THE PROBLEM.
Print, exactly and completely, every entry in the data.

DATA FOR PROCESSING.
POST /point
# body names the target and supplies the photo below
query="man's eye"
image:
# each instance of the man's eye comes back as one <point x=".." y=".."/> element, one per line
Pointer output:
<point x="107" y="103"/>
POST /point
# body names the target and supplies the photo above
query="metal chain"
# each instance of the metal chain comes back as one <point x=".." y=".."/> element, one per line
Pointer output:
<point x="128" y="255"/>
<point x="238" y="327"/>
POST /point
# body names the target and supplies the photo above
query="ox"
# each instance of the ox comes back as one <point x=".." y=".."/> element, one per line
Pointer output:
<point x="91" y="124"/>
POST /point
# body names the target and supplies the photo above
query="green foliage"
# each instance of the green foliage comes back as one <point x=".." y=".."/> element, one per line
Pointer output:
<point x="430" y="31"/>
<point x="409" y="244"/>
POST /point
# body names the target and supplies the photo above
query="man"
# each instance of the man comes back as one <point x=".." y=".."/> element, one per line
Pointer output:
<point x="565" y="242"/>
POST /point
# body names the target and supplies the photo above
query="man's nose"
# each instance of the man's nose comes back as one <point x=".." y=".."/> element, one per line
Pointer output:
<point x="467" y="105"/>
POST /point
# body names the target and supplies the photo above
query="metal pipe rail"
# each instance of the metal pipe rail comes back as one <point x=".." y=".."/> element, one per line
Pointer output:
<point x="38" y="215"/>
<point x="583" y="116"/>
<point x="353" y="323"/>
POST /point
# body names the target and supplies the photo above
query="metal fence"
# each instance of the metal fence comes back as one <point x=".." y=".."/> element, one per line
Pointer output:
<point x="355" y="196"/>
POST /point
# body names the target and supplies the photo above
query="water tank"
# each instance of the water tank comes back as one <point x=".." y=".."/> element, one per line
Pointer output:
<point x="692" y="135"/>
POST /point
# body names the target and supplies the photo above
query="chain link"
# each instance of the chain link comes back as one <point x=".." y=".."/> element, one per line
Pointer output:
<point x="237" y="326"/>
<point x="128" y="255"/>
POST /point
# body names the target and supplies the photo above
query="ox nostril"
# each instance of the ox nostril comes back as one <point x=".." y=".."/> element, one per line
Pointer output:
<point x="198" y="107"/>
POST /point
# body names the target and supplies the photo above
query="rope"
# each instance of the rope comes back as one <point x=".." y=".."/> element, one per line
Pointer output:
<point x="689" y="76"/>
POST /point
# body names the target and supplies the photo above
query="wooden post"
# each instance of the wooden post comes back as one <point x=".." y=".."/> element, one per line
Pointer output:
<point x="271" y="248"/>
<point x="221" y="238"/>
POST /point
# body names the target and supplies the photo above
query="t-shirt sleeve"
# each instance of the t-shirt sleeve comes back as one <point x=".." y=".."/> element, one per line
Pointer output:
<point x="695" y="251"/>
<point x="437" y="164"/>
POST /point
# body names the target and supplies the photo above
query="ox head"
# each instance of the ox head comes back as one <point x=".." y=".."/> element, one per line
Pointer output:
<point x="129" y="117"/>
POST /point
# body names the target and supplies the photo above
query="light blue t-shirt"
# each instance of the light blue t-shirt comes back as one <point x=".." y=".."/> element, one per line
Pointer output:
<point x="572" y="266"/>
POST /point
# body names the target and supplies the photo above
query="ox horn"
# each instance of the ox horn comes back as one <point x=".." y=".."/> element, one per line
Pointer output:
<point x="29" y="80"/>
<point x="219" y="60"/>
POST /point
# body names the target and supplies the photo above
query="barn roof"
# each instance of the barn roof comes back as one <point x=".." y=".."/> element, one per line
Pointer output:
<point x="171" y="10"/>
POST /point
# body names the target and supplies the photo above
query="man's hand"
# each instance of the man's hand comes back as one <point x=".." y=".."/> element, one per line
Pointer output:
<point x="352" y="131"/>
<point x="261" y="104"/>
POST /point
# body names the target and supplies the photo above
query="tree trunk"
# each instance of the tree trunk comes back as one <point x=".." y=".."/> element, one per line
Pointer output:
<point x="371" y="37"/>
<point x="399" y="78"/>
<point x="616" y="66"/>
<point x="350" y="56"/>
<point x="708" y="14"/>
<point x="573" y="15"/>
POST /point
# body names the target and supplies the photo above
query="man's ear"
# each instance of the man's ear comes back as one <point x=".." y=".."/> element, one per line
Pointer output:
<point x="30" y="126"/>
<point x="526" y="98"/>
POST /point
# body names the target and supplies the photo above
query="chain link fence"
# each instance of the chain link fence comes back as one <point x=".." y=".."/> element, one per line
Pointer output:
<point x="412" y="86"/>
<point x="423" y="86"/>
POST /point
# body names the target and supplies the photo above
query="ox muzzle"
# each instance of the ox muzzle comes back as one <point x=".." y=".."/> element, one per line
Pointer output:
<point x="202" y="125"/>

FULL RESPONSE.
POST /point
# body names the target and supplies the photo below
query="man's eye"
image:
# each instance of the man's eye comes back as one <point x=".." y=".."/> element, one per line
Pointer output:
<point x="107" y="103"/>
POST /point
# body names the target and supplies the photo above
query="metal chain"
# each instance of the metal chain comes back as one <point x=".." y=".."/> element, one per line
Pointer output:
<point x="128" y="255"/>
<point x="238" y="327"/>
POST /point
# body names the target and supplies the photo above
query="ox"
# each instance of the ox comes back as one <point x=".." y=".."/> element, one per line
Pointer output:
<point x="91" y="124"/>
POST /point
# body names the target and supplies the photo above
query="green foliage"
# each instance of the green foliage comes back as one <point x=".." y=".."/> element, one per line
Pointer output:
<point x="430" y="31"/>
<point x="409" y="244"/>
POST /point
# body names the target and supplies the photo above
query="man"
# each instance of the man comes back as one <point x=".." y=".."/> element, one per line
Pointer output:
<point x="565" y="242"/>
POST /point
# body names the target and supplies the photo above
query="man's nose"
# each instance of the man's nose comes back as one <point x=".." y=".."/> element, one per line
Pointer output:
<point x="467" y="105"/>
POST /point
# body names the target and supplies the photo above
query="metal pipe rail"
# each instance of the metal pipe rail comes back as one <point x=".." y=".."/> element, one per line
Pointer output:
<point x="38" y="215"/>
<point x="583" y="116"/>
<point x="353" y="323"/>
POST /point
# body names the target and supplies the photo above
query="metal fence"
# each instance of the metal fence comes back as one <point x=".." y=".."/> element, one per line
Pointer output:
<point x="355" y="196"/>
POST /point
# body names the target and supplies the photo above
query="water tank"
# each instance of the water tank comes back as one <point x=".." y=".."/> element, one per line
Pointer output:
<point x="692" y="135"/>
POST /point
# body names the target and supplies the photo above
query="chain link"
# each instance of the chain link comes back as one <point x=".." y=".."/> element, one per line
Pointer output:
<point x="237" y="326"/>
<point x="128" y="255"/>
POST /point
# body names the target and supplies the photo above
query="ox nostril"
# each instance of the ox nostril comes back as one <point x=".." y=".."/> element, one per line
Pointer output:
<point x="198" y="107"/>
POST /point
# body names the target and supplies the photo above
query="rope"
# each instance of the rope comes back as one <point x=".." y=".."/> element, one per line
Pointer output:
<point x="689" y="76"/>
POST /point
# body names the target and supplies the photo above
query="wooden post"
# each instance of the wooden post comes back as one <point x=".." y=".."/> element, one per line
Pointer output:
<point x="271" y="248"/>
<point x="221" y="238"/>
POST /point
# body names the target and supplies the photo above
query="t-shirt sleeve"
# each instance of the t-shirt sleeve comes back as one <point x=".." y=".."/> element, one per line
Pointer output:
<point x="695" y="251"/>
<point x="437" y="164"/>
POST /point
# body names the target and supplies the photo above
query="ox head"
# each instance of the ox head comes back as one <point x=".." y=".."/> element, one per line
Pointer output:
<point x="129" y="117"/>
POST /point
# body names the target and supplies the photo above
query="light blue t-shirt"
# each instance of the light blue t-shirt comes back as one <point x=".." y=".."/> element, one per line
Pointer output:
<point x="572" y="266"/>
POST /point
# body names the target and supplies the photo above
query="ox horn"
# each instance of the ox horn comes back as one <point x=".." y=".."/> element, one per line
Pointer output:
<point x="29" y="80"/>
<point x="219" y="60"/>
POST /point
# body names the target and supplies the photo above
query="barn roof"
# each instance of the barn roof comes back as one <point x=".." y=".."/> element, one per line
Pointer output:
<point x="171" y="10"/>
POST /point
# body names the target and supplies the photo above
query="man's hand"
# each instance of the man's hand comes back as one <point x=".." y=".."/> element, one per line
Pointer output:
<point x="352" y="131"/>
<point x="261" y="104"/>
POST /point
# body names the target and supplies the photo above
query="tree trunk"
# each instance of the tree trunk comes back as one <point x=".." y=".."/> element, one per line
Pointer output:
<point x="371" y="37"/>
<point x="399" y="78"/>
<point x="616" y="66"/>
<point x="350" y="56"/>
<point x="708" y="14"/>
<point x="573" y="15"/>
POST /point
# body names the target and supplies the photo above
query="man's ear"
# each instance of the man's ear comes back as one <point x=".." y=".."/> element, one per line
Pointer output:
<point x="30" y="126"/>
<point x="526" y="98"/>
POST /point
# body names the target and supplies the photo above
query="chain link fence"
# each instance of the chain link fence comes back as one <point x=".." y=".."/> element, one per line
Pointer output:
<point x="412" y="86"/>
<point x="423" y="86"/>
POST /point
# body names the target and supplies the photo above
query="ox muzzle"
# each instance of the ox muzzle comes back as one <point x=".." y=".."/> element, one per line
Pointer output:
<point x="202" y="125"/>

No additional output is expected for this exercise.